* [EXERCISE PROMPT]: Recast the records below as a numbered list, dropping any blank lines.

Data records:
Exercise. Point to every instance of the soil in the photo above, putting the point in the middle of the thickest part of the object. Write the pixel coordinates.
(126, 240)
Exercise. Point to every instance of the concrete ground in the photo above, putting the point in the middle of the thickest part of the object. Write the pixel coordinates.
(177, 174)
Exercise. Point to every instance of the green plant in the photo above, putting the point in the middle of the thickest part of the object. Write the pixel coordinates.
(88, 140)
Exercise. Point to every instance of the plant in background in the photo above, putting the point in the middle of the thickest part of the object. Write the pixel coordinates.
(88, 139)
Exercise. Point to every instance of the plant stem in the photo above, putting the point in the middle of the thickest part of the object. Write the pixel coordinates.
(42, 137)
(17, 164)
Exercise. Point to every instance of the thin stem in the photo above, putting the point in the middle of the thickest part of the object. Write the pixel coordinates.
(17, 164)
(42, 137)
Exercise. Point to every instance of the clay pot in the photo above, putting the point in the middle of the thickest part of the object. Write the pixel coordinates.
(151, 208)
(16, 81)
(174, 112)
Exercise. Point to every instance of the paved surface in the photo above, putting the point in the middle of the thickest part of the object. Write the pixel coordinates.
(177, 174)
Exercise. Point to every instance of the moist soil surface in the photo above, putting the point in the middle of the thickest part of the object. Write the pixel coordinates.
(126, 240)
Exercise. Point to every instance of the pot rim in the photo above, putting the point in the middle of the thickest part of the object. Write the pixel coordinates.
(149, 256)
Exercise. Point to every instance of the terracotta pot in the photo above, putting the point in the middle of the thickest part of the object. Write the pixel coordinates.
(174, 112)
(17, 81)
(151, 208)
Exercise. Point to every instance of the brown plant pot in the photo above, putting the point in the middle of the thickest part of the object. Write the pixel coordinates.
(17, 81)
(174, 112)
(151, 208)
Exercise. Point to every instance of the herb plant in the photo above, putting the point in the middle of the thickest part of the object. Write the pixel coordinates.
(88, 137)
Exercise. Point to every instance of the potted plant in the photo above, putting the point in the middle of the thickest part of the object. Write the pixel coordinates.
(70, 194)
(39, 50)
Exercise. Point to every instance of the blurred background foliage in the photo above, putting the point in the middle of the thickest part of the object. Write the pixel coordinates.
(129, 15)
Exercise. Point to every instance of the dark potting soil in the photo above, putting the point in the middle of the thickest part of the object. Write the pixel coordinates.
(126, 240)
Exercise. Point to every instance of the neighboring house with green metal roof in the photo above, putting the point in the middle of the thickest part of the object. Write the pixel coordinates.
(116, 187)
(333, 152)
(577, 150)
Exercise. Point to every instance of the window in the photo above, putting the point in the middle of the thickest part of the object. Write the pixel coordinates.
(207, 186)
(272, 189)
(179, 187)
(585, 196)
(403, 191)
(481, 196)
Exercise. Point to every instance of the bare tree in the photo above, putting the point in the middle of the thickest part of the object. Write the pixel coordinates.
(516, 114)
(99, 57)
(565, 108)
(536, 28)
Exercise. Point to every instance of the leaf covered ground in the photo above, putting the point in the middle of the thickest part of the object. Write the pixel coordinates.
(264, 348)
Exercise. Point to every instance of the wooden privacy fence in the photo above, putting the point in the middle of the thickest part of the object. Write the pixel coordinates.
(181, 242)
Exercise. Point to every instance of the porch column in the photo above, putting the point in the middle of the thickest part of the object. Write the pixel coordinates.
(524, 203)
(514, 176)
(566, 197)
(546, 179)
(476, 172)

* [RESPONSE TO THIS TASK]:
1. Exercise. Point to every instance of the soil in the photo above, putting the point in the middle of the thickest part of the object. Write the pixel coordinates.
2. (126, 240)
3. Exercise. Point to every instance of the concrete ground in the photo above, putting the point in the middle of the thickest part of the object. Write the pixel coordinates.
4. (177, 174)
5. Exercise. Point to every instance of the green plant in the photo above, putting the point in the middle of the thickest part of the object. Write the pixel coordinates.
6. (88, 140)
7. Exercise. Point to every instance of the plant in background in the photo above, putting the point in the middle of the thickest part of the object. Write the pixel coordinates.
8. (88, 139)
9. Exercise. Point to every instance of the plant stem in the photo above, putting the point in the middle of the thickest part of the object. Write the pixel coordinates.
10. (42, 137)
11. (17, 164)
12. Exercise. Point to every instance of the thin stem in the photo above, putting the point in the middle of the thickest part of the object. Write the pixel coordinates.
13. (17, 164)
14. (42, 137)
15. Exercise. Point to every instance of the clay pot in the photo above, putting the point in the middle of the thickest part of the object. Write the pixel coordinates.
16. (151, 208)
17. (16, 81)
18. (174, 112)
19. Exercise. Point to every instance of the paved surface in the photo above, putting the point in the middle of the thickest part of the object. Write the pixel coordinates.
20. (177, 174)
21. Exercise. Point to every instance of the moist soil surface in the photo above, putting the point in the middle of the thickest part of the object. Write the pixel coordinates.
22. (126, 240)
23. Exercise. Point to every instance of the pot rim in the photo above, putting the point in the middle of the thickest part of the object. Write the pixel coordinates.
24. (149, 256)
25. Exercise. Point to every instance of the terracotta pot in the photo above, putting the point in the middle of the thickest part of the object. Write the pixel coordinates.
26. (174, 112)
27. (17, 81)
28. (151, 208)
29. Exercise. Point to every instance of the brown plant pot in the photo above, putting the point in the middle of the thickest part of the object. Write the pixel coordinates.
30. (17, 81)
31. (174, 112)
32. (151, 208)
33. Exercise. Point to every instance of the herb plant in the photo above, putting the point in the middle of the thickest part of the object. Write the pixel coordinates.
34. (88, 137)
35. Exercise. Point to every instance of the potted plant in the photo above, putting the point in the middle of the thickest part of the object. Write the pixel coordinates.
36. (70, 194)
37. (39, 50)
38. Exercise. Point to every instance of the blurred background foliage in the photo above, putting the point in the middle of the thickest part of the object. Write the pixel coordinates.
39. (129, 15)
40. Exercise. Point to every instance of the dark potting soil in the photo above, putting the point in the middle of the thickest part of the object. Write the pixel coordinates.
41. (126, 240)
42. Exercise. Point to every instance of the neighboring house with green metal roof in the photo above, putting the point in the middle of the thickest part of the object. Write the pixel coordinates.
43. (116, 187)
44. (333, 152)
45. (577, 150)
46. Exercise. Point to every instance of the window in the photo above, putting the point in the middle of the thickest part of the object. Write the pixel coordinates.
47. (207, 186)
48. (272, 189)
49. (179, 187)
50. (585, 196)
51. (403, 191)
52. (481, 196)
53. Exercise. Point to every instance of the bare tree in the photo above, putting the point in the middle of the thickest part of the object. Write the pixel coordinates.
54. (516, 114)
55. (99, 57)
56. (565, 108)
57. (536, 28)
58. Exercise. Point to every instance of the leaf covered ground in the photo above, putting the point in the middle of the thickest part of the object. Write the pixel coordinates.
59. (264, 348)
60. Exercise. Point to every instance of the wooden privacy fence in the photo above, putting the point in the middle of the thickest part of the object. Write the pixel coordinates.
61. (181, 242)
62. Exercise. Point to every instance of the porch column in the photo above, putting the point in the middle of the thickest part of the object. Write the pixel coordinates.
63. (524, 203)
64. (514, 176)
65. (566, 197)
66. (546, 179)
67. (476, 172)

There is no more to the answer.